Görevin istediği: Aşağıdaki listede "Put a dot on every instance of the round" ifadesini içeren satırdan başlayıp listenin son satırına kadar, iki uç da dahil olmak üzere, tüm satırları bir JSON dizisine dönüştür. Her satır ayrı bir dize olsun ve boş satırlar atlansın.

Fotoğraftaki nesneleri işaretleme kayıtları:
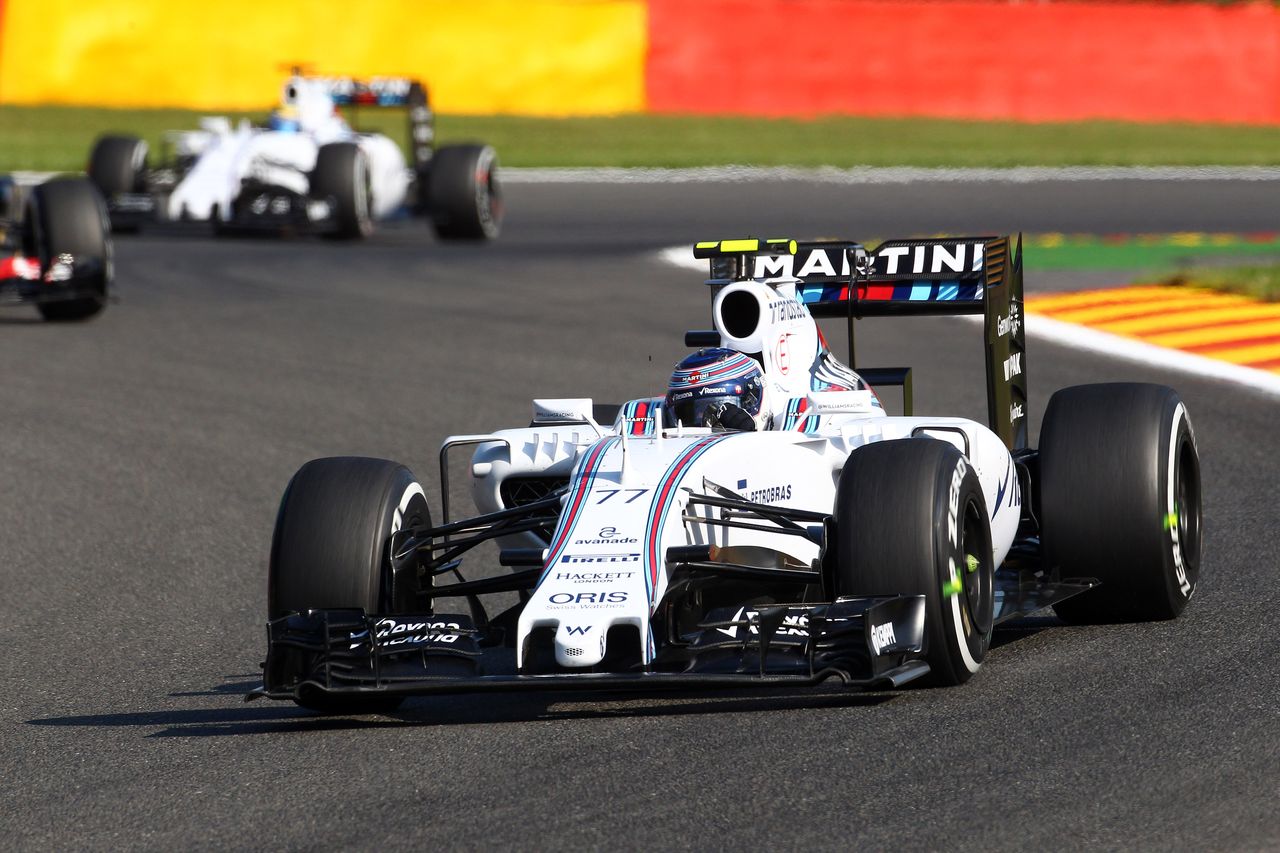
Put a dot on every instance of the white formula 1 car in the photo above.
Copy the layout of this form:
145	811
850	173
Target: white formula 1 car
833	542
306	170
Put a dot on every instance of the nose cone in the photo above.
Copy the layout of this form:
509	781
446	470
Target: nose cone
580	644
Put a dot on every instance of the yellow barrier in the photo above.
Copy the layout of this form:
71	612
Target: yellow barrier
522	56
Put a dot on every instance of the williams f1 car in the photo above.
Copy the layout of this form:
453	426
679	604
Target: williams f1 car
307	170
831	541
55	249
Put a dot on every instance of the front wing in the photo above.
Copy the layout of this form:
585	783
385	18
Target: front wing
867	643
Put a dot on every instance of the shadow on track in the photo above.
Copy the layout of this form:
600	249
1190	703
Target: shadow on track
277	717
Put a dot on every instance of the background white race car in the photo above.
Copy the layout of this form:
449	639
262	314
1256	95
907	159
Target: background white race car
839	542
306	170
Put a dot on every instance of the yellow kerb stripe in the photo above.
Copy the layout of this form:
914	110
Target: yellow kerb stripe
1086	297
1104	313
1159	323
1216	334
1248	355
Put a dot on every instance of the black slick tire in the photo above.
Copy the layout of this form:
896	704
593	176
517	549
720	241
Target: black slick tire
1120	500
341	177
912	520
464	194
330	544
118	164
67	215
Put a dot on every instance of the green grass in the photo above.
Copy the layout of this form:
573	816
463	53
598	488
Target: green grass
1150	254
1260	282
58	138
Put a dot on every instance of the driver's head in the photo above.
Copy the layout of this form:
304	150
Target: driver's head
716	388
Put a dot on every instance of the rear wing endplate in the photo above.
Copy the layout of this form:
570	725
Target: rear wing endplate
391	91
906	278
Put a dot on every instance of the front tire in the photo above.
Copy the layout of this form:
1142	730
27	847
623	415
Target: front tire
330	546
1120	500
67	217
118	164
341	176
464	194
912	520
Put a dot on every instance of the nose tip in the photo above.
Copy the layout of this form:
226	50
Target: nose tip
579	646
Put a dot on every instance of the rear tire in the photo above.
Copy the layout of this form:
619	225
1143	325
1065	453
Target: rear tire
330	544
67	217
341	176
464	194
894	537
1120	500
118	164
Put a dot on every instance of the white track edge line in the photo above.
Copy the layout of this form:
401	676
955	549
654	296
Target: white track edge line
1080	337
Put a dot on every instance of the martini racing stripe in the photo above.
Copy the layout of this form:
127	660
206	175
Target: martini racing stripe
922	291
640	418
588	470
662	500
798	416
736	368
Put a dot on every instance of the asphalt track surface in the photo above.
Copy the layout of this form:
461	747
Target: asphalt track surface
145	454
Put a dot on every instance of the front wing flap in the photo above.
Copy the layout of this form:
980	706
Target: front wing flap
863	642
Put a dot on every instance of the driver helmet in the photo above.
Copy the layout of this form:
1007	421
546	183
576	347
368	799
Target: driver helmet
286	118
705	384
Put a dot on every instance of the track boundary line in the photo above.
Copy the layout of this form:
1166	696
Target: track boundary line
1080	337
885	174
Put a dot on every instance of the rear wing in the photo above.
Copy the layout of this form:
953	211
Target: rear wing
905	278
389	91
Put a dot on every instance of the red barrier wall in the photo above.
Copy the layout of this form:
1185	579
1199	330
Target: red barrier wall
982	60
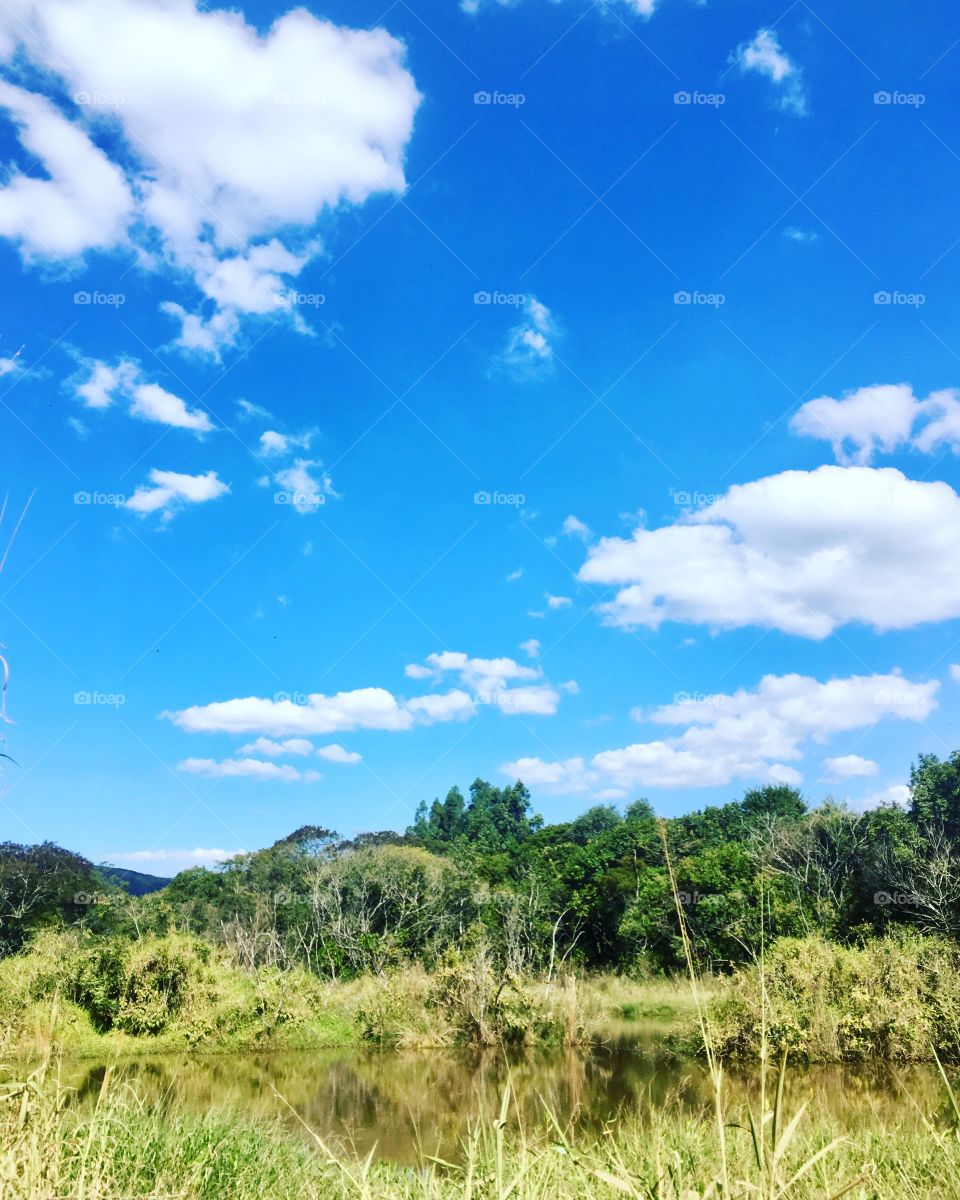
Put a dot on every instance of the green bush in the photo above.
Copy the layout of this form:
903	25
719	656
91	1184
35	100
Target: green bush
895	999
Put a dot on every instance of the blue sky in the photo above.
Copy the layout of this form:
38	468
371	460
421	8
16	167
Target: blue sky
540	389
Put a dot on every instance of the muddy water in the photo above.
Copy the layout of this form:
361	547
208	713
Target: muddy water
407	1103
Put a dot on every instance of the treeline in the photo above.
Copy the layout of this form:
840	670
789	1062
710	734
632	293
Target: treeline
485	871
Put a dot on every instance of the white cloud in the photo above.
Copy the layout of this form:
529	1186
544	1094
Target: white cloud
154	403
273	443
365	708
898	795
747	735
575	528
231	139
83	204
249	768
335	753
803	552
277	749
529	349
882	418
765	57
849	766
197	857
169	491
148	401
450	706
504	683
558	778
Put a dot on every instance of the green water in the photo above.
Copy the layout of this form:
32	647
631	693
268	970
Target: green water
403	1103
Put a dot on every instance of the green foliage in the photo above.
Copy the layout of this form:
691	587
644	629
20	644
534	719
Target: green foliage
893	999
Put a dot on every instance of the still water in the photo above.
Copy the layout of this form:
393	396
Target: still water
406	1103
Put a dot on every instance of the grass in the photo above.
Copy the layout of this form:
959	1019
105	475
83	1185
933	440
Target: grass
177	993
119	1146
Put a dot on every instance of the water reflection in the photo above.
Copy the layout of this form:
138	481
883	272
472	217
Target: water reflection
407	1103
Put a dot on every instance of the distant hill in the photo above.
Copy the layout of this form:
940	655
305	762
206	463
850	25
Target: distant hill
137	883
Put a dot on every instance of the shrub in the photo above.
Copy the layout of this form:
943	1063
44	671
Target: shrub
893	999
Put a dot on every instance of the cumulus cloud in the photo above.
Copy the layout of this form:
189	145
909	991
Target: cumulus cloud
882	418
849	766
507	684
277	749
803	552
765	57
750	735
335	753
529	351
168	491
196	857
223	144
897	795
148	401
84	203
575	528
249	768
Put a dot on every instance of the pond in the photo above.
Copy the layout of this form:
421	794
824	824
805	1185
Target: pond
407	1103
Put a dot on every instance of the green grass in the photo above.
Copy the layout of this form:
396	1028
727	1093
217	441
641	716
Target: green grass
119	1146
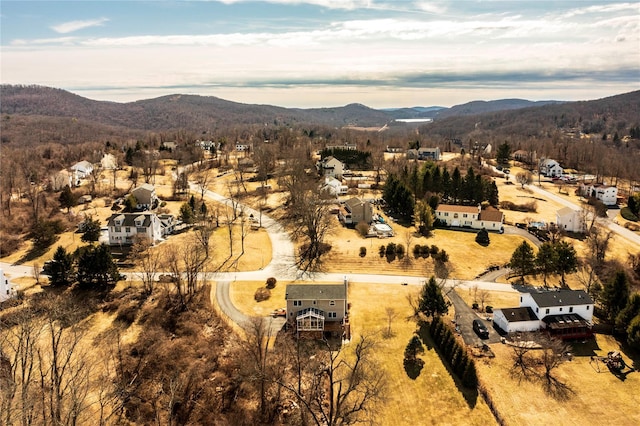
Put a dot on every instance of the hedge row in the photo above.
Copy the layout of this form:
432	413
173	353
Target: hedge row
454	353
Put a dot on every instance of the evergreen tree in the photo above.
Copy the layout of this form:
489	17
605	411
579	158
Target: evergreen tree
60	269
546	260
95	266
90	230
432	302
67	198
523	260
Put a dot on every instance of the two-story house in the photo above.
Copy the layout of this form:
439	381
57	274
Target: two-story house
355	210
318	310
82	169
330	167
6	290
472	217
566	314
146	197
550	168
124	227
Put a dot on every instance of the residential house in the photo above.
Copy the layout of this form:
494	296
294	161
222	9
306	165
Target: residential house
355	210
570	220
333	187
146	197
472	217
566	314
550	168
394	149
424	154
523	156
59	180
318	310
124	227
6	289
243	147
82	169
607	194
429	154
346	146
109	162
331	167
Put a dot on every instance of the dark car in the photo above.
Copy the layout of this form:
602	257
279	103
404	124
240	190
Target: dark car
480	329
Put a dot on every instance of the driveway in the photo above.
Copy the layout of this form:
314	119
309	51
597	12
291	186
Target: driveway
464	316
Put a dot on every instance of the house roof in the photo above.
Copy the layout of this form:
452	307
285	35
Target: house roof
84	164
128	219
553	298
566	211
316	292
519	314
147	187
353	203
491	214
457	209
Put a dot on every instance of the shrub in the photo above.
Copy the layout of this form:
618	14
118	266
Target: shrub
391	249
271	282
482	237
628	214
262	294
362	228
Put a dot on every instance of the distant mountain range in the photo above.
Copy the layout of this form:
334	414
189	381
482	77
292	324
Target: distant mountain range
44	111
184	111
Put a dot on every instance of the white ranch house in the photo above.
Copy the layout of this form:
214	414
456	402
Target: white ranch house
472	217
319	310
550	168
566	314
607	194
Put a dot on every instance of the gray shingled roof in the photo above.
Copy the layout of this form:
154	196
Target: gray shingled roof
315	292
552	298
519	314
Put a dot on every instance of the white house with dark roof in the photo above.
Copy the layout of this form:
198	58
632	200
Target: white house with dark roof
356	210
82	169
566	314
124	227
320	310
472	217
605	193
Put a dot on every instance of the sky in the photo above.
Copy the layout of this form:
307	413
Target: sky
324	53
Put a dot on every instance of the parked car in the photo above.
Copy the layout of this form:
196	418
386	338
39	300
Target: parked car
480	329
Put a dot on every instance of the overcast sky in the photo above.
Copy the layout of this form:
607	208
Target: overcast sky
311	53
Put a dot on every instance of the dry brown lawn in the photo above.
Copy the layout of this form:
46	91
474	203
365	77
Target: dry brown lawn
432	398
596	397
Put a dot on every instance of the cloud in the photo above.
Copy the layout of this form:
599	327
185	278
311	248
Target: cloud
71	26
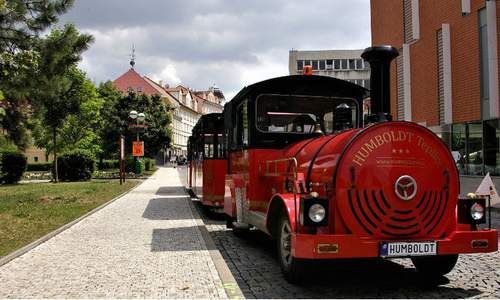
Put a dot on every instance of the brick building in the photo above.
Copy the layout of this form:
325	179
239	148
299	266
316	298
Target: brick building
446	77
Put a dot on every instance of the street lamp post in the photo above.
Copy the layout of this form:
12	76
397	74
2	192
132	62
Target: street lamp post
139	117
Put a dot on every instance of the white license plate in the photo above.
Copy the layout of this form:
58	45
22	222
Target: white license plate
399	249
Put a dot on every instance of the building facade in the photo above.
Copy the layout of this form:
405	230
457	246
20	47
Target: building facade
342	64
446	76
188	105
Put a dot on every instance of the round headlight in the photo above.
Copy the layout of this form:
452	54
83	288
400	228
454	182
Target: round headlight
477	211
317	213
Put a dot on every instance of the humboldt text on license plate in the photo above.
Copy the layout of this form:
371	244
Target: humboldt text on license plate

Beklenen çıktı:
[
  "Put a dot on every instance of the round headlight in the photo above.",
  "Copy the layout of this form:",
  "452\t54",
  "83\t288",
  "400\t228",
  "454\t182",
  "Target: round headlight",
  "477\t211",
  "317\t213",
  "Put a dot on every instance of the humboldt text on license plate in the photo above.",
  "Copy the layout of this form:",
  "371\t244",
  "Target: humboldt text on license plate"
]